### Exercise requirements
Arrange each line of the rows below as a Markdown table with the columns "Number" and "Line," skipping blank lines and leaving out the pictures.

### Raw data
########################################

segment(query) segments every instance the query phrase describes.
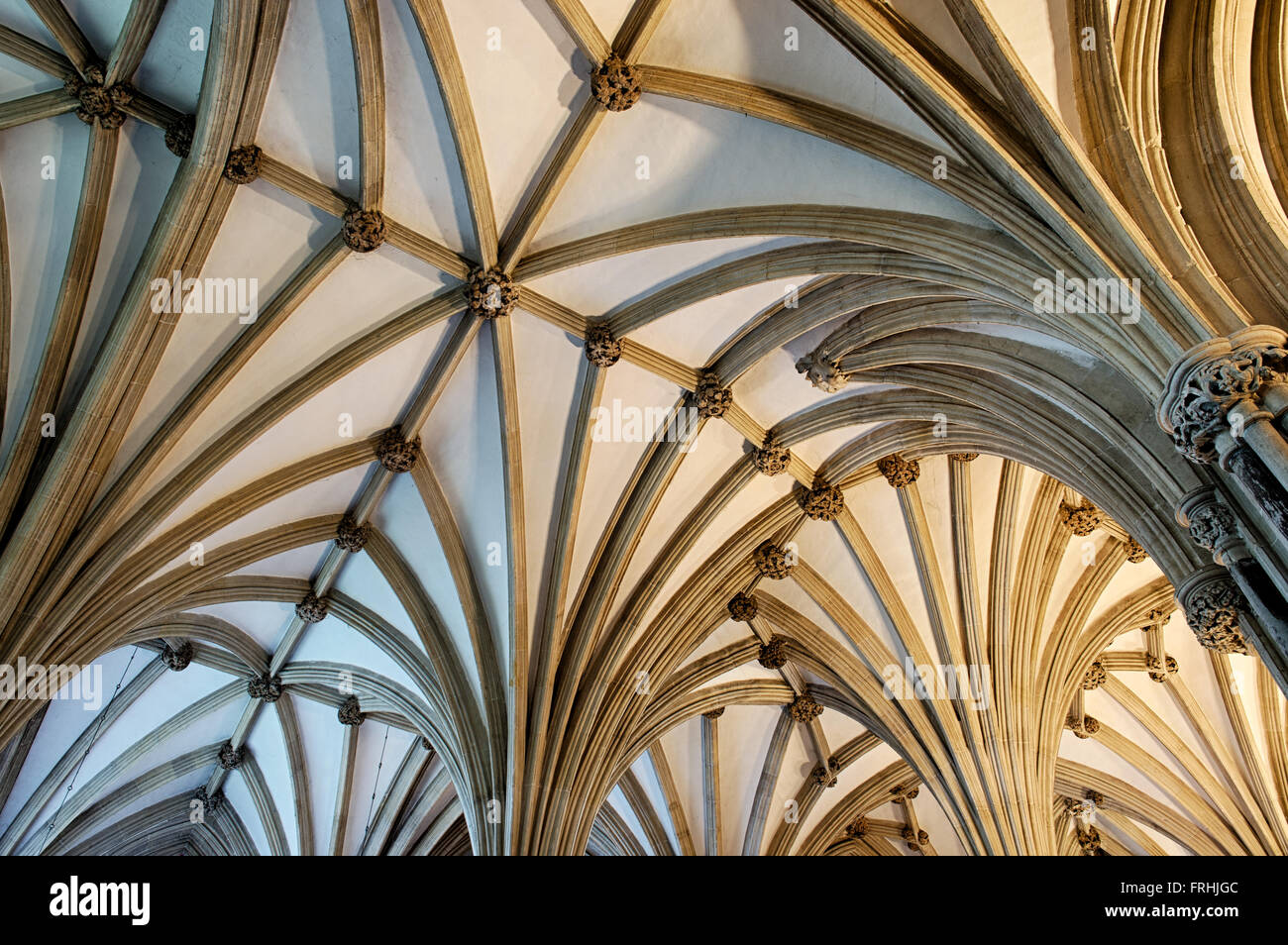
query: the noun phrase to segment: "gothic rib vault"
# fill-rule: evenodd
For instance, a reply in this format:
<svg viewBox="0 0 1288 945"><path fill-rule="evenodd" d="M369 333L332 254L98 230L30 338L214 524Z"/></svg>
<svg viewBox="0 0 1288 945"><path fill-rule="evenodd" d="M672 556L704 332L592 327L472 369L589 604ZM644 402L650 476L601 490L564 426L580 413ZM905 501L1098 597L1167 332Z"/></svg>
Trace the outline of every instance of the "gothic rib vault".
<svg viewBox="0 0 1288 945"><path fill-rule="evenodd" d="M0 3L0 850L1288 851L1288 3L1032 6Z"/></svg>

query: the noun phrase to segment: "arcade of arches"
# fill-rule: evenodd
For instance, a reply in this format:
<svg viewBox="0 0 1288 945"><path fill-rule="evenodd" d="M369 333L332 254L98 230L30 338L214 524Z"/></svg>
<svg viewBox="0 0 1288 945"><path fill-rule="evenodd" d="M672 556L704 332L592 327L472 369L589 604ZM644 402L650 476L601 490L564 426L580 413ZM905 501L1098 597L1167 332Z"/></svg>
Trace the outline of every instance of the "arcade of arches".
<svg viewBox="0 0 1288 945"><path fill-rule="evenodd" d="M5 854L1288 852L1288 0L0 0Z"/></svg>

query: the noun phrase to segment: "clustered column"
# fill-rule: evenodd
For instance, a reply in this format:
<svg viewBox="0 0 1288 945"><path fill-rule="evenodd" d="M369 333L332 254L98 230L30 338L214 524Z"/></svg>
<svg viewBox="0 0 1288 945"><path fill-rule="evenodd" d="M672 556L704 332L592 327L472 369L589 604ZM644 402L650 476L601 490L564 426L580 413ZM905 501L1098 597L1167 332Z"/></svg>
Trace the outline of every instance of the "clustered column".
<svg viewBox="0 0 1288 945"><path fill-rule="evenodd" d="M1191 348L1168 372L1158 421L1233 500L1204 487L1177 509L1213 561L1177 587L1186 619L1209 649L1243 653L1252 642L1288 688L1285 341L1279 328L1252 326Z"/></svg>

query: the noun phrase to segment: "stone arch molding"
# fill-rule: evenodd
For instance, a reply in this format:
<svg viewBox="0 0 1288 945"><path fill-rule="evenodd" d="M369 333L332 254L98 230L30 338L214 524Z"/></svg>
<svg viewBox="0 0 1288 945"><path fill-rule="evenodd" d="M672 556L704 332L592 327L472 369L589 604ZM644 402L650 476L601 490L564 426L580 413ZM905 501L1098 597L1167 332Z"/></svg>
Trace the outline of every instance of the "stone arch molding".
<svg viewBox="0 0 1288 945"><path fill-rule="evenodd" d="M496 153L455 0L397 3L344 4L352 180L272 127L309 107L282 100L310 51L286 0L214 5L200 91L153 82L161 4L120 4L107 40L59 0L0 27L31 81L0 103L0 666L107 671L81 716L0 702L0 850L1288 850L1275 4L1242 49L1220 4L1167 30L1078 0L1050 41L1097 44L1052 97L1007 39L1032 24L979 0L943 3L971 63L889 5L797 0L829 68L908 109L873 117L809 70L677 68L667 3L608 35L551 0L524 41L567 88L524 94L577 93L524 165ZM397 30L451 130L416 185L456 234L408 202ZM1249 66L1251 106L1227 82ZM687 113L907 187L850 206L822 164L719 191L681 161L735 196L623 215L601 166ZM61 158L79 200L66 264L28 273L13 237L43 207L8 145L49 129L85 142ZM122 138L165 148L124 255ZM260 272L251 206L317 232ZM175 370L194 315L149 288L241 239L272 292ZM330 337L335 286L383 265L411 301ZM596 436L657 391L676 435ZM335 402L355 435L303 433ZM753 791L728 761L748 745Z"/></svg>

########################################

### Expected output
| Number | Line |
|---|---|
| 1 | segment(query) segments every instance the query phrase describes. |
| 2 | query: the noun phrase to segment: "gothic rib vault" |
| 3 | # fill-rule: evenodd |
| 4 | For instance, a reply in this format: |
| 5 | <svg viewBox="0 0 1288 945"><path fill-rule="evenodd" d="M369 333L332 254L98 230L30 338L214 524Z"/></svg> |
| 6 | <svg viewBox="0 0 1288 945"><path fill-rule="evenodd" d="M672 556L704 332L592 327L472 369L589 604ZM644 402L650 476L601 490L564 426L580 413ZM905 501L1098 597L1167 332Z"/></svg> |
| 7 | Trace the outline of every instance of the "gothic rib vault". |
| 8 | <svg viewBox="0 0 1288 945"><path fill-rule="evenodd" d="M0 3L0 850L1288 851L1288 3L1032 6Z"/></svg> |
| 9 | query: the noun phrase to segment: "arcade of arches" |
| 10 | # fill-rule: evenodd |
| 11 | For instance, a reply in this format: |
| 12 | <svg viewBox="0 0 1288 945"><path fill-rule="evenodd" d="M369 333L332 254L98 230L30 338L214 524Z"/></svg> |
| 13 | <svg viewBox="0 0 1288 945"><path fill-rule="evenodd" d="M672 556L704 332L592 327L472 369L589 604ZM644 402L650 476L601 490L564 426L580 413ZM905 501L1098 597L1167 332Z"/></svg> |
| 14 | Trace the outline of every instance of the "arcade of arches". |
| 15 | <svg viewBox="0 0 1288 945"><path fill-rule="evenodd" d="M5 854L1288 852L1288 0L0 0Z"/></svg> |
| 16 | query: the noun phrase to segment: "clustered column" |
| 17 | # fill-rule: evenodd |
| 18 | For instance, a reply in this format: |
| 19 | <svg viewBox="0 0 1288 945"><path fill-rule="evenodd" d="M369 333L332 254L98 230L30 338L214 524Z"/></svg> |
| 20 | <svg viewBox="0 0 1288 945"><path fill-rule="evenodd" d="M672 556L704 332L592 327L472 369L589 604ZM644 402L650 476L601 490L564 426L580 413ZM905 501L1098 597L1167 332Z"/></svg> |
| 21 | Trace the outline of every instance of the "clustered column". |
| 22 | <svg viewBox="0 0 1288 945"><path fill-rule="evenodd" d="M1191 348L1168 372L1158 421L1233 500L1204 487L1177 509L1213 561L1177 587L1186 619L1209 649L1243 653L1252 642L1288 688L1285 341L1279 328L1252 326Z"/></svg> |
| 23 | query: the noun phrase to segment: "stone arch molding" |
| 24 | # fill-rule: evenodd |
| 25 | For instance, a reply in this format: |
| 26 | <svg viewBox="0 0 1288 945"><path fill-rule="evenodd" d="M369 333L332 254L98 230L30 338L214 524Z"/></svg> |
| 27 | <svg viewBox="0 0 1288 945"><path fill-rule="evenodd" d="M672 556L704 332L592 327L472 369L589 604ZM644 402L650 476L601 490L564 426L580 413ZM905 501L1098 597L1167 332Z"/></svg> |
| 28 | Trace the outline of every instance of the "stone arch molding". |
| 29 | <svg viewBox="0 0 1288 945"><path fill-rule="evenodd" d="M496 153L455 0L397 3L344 4L352 180L272 127L309 107L282 100L310 51L286 0L214 5L200 91L153 82L161 4L120 4L107 40L59 0L0 27L31 81L0 103L0 666L107 671L81 716L0 702L0 850L1288 850L1275 4L1242 49L1220 4L1167 30L1078 0L1050 41L1097 44L1052 97L1007 39L1032 24L979 0L943 3L971 63L889 5L797 0L829 68L908 109L873 117L809 70L677 68L667 3L608 35L551 0L524 41L567 88L524 94L577 93L524 165ZM397 30L451 130L416 185L456 234L408 202ZM1249 66L1251 106L1227 82ZM687 113L907 187L850 206L822 164L719 191L681 161L735 196L623 215L601 166ZM61 158L79 200L66 264L28 273L13 237L43 207L8 145L49 129L85 142ZM122 138L165 148L124 255ZM260 272L251 206L317 232ZM175 370L194 315L149 288L241 239L272 292ZM330 337L335 286L383 265L411 301ZM596 436L657 391L676 435ZM335 402L355 435L303 433ZM753 791L728 761L748 745Z"/></svg> |